> _STATED EXERCISE_:
Lay out the listing below as a CSV with the header row instruction,points and one row per answer. Put the text that leads up to each answer in the instruction column and the answer in the points column, wrap each field in double quotes, turn line breaks into spaces, and omit the pictures.

> _PROVIDED ENTRIES_:
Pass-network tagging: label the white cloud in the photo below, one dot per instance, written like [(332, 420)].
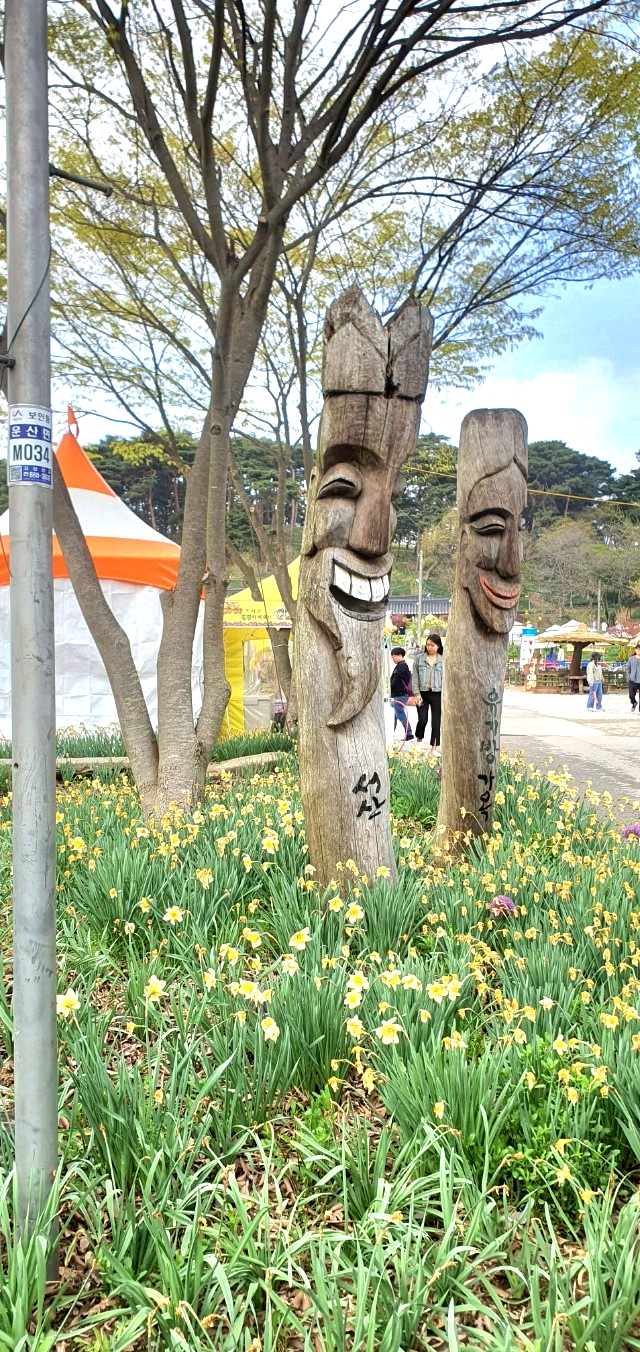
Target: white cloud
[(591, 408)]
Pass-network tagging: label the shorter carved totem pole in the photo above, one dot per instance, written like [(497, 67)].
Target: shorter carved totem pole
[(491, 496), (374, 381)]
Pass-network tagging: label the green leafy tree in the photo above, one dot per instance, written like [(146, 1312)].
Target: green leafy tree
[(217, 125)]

> _TASK RESULT_:
instruction,points
"Pass-network tagging: label the white cloud in the photo below, one dot per instance, written like [(332, 420)]. Target: white cloud","[(591, 408)]"
"Pass-network tagging: label the shorter carved totem pole in the photo above, one dot per instance, written like [(497, 67)]. Target: shorter carved totem pole","[(491, 496), (374, 381)]"
"Pass-network tagging: label the green leafy tree in the photo above, one dot per instance, written like [(146, 1312)]. Target: green leafy tree","[(217, 125)]"